Among the records, which lines hold the word "lawn"? Pick them out.

Segment Open

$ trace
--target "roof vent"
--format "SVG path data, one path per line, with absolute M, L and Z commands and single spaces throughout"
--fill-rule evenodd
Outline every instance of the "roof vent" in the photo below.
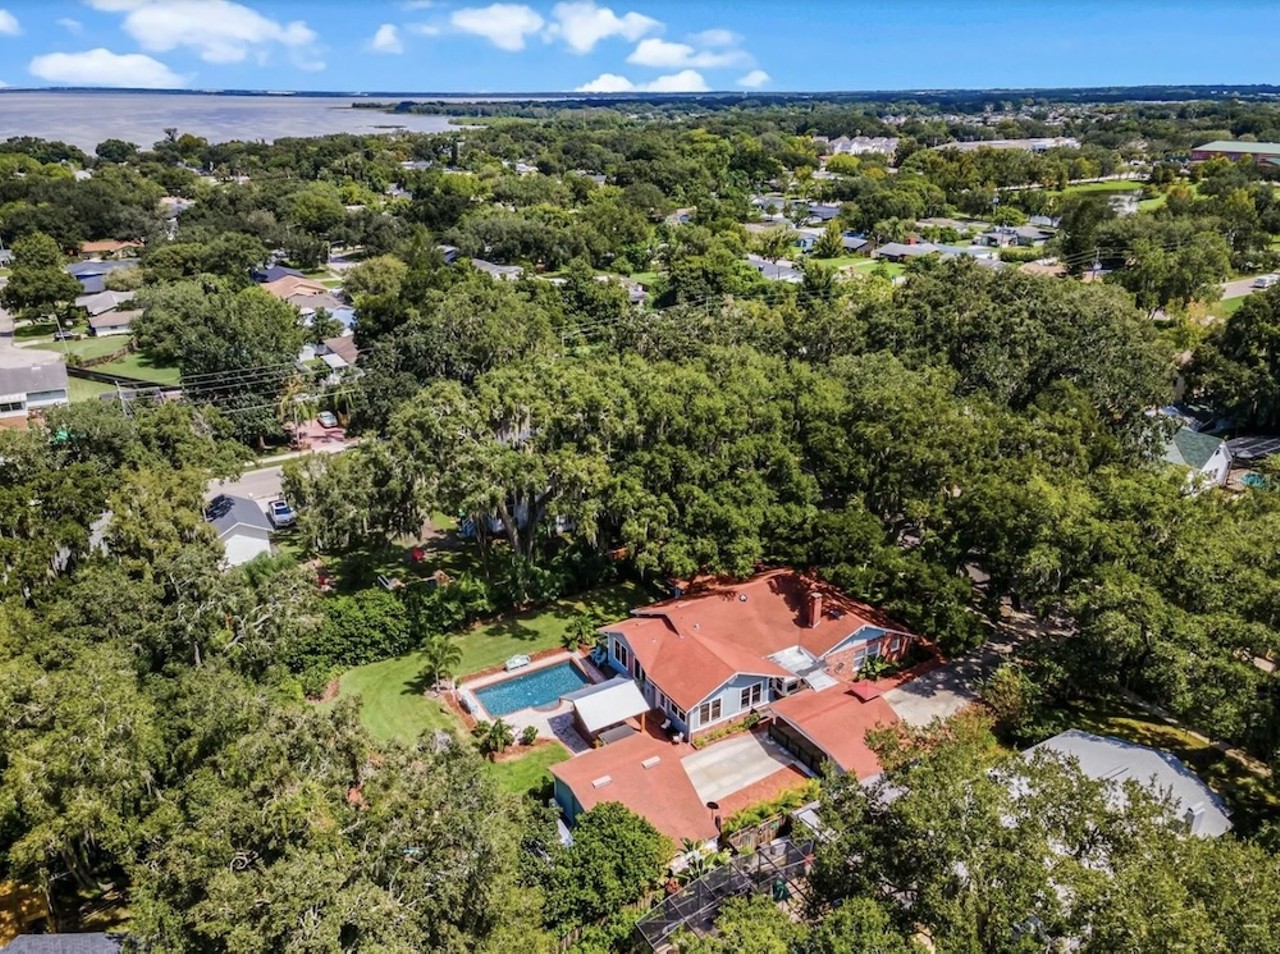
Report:
M 745 603 L 746 601 L 747 601 L 747 594 L 746 594 L 746 593 L 739 593 L 739 594 L 738 594 L 738 602 L 739 602 L 739 603 Z
M 641 764 L 641 765 L 643 765 L 643 766 L 644 766 L 645 768 L 647 768 L 647 769 L 651 769 L 651 768 L 653 768 L 655 765 L 657 765 L 657 764 L 658 764 L 659 762 L 661 762 L 661 761 L 662 761 L 662 756 L 661 756 L 661 755 L 651 755 L 651 756 L 649 756 L 647 759 L 645 759 L 643 762 L 641 762 L 640 764 Z
M 612 775 L 601 775 L 598 779 L 591 783 L 592 788 L 604 788 L 613 781 Z

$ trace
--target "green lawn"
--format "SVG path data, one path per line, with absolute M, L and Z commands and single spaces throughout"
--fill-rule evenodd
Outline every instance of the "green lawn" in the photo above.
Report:
M 536 653 L 560 645 L 569 624 L 585 612 L 602 619 L 621 619 L 633 606 L 653 601 L 653 596 L 635 583 L 602 586 L 576 599 L 557 600 L 549 606 L 516 613 L 478 626 L 459 636 L 462 663 L 458 672 L 467 675 L 497 666 L 517 653 Z
M 639 282 L 645 288 L 648 288 L 658 280 L 660 275 L 661 272 L 632 272 L 631 280 L 633 282 Z
M 552 742 L 508 762 L 490 762 L 489 771 L 503 791 L 527 795 L 537 791 L 551 778 L 547 769 L 569 758 L 568 749 L 559 742 Z
M 67 378 L 67 398 L 71 402 L 76 401 L 96 401 L 98 395 L 112 391 L 108 384 L 99 384 L 96 381 L 85 381 L 83 378 Z
M 74 354 L 81 358 L 106 357 L 128 347 L 129 339 L 124 335 L 109 335 L 105 338 L 81 338 L 78 341 L 58 341 L 42 347 L 54 348 L 64 354 Z
M 422 694 L 418 653 L 384 659 L 343 673 L 338 695 L 360 696 L 360 721 L 369 734 L 383 742 L 413 743 L 434 729 L 458 731 L 458 719 L 443 704 Z
M 125 355 L 119 361 L 99 365 L 94 370 L 104 374 L 122 374 L 125 377 L 140 378 L 143 381 L 154 381 L 156 384 L 177 384 L 181 377 L 177 368 L 153 364 L 150 358 L 139 351 Z
M 1112 179 L 1107 182 L 1081 182 L 1069 185 L 1059 195 L 1076 192 L 1137 192 L 1143 186 L 1141 179 Z
M 900 262 L 886 262 L 878 258 L 859 258 L 853 259 L 852 261 L 853 266 L 850 270 L 864 274 L 866 272 L 874 272 L 877 268 L 884 267 L 889 270 L 890 278 L 897 278 L 907 270 L 907 266 Z
M 1248 300 L 1248 295 L 1240 295 L 1236 298 L 1222 298 L 1209 307 L 1209 314 L 1215 318 L 1230 318 Z
M 1069 710 L 1075 728 L 1163 749 L 1181 759 L 1222 796 L 1232 822 L 1242 834 L 1262 819 L 1280 814 L 1280 791 L 1275 781 L 1259 775 L 1190 732 L 1124 702 L 1098 701 Z
M 500 665 L 516 653 L 554 649 L 569 623 L 587 609 L 618 619 L 651 599 L 643 587 L 619 583 L 478 626 L 457 637 L 462 649 L 458 672 L 466 675 Z M 377 739 L 407 743 L 428 729 L 457 728 L 458 721 L 448 709 L 423 697 L 418 681 L 421 668 L 417 652 L 360 666 L 342 675 L 338 694 L 362 697 L 360 720 Z

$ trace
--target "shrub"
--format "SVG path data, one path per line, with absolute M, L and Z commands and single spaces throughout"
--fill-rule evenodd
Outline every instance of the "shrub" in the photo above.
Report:
M 361 590 L 324 604 L 321 626 L 292 647 L 295 672 L 349 669 L 399 656 L 413 648 L 413 634 L 400 601 L 386 590 Z
M 533 745 L 538 741 L 538 727 L 536 725 L 527 725 L 520 730 L 520 744 Z

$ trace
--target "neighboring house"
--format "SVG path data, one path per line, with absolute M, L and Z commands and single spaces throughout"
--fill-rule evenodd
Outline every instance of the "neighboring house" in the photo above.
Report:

Segment Closed

(TASK SOLUTION)
--target "green lawn"
Outline every instance of the "green lawn" in the photo above.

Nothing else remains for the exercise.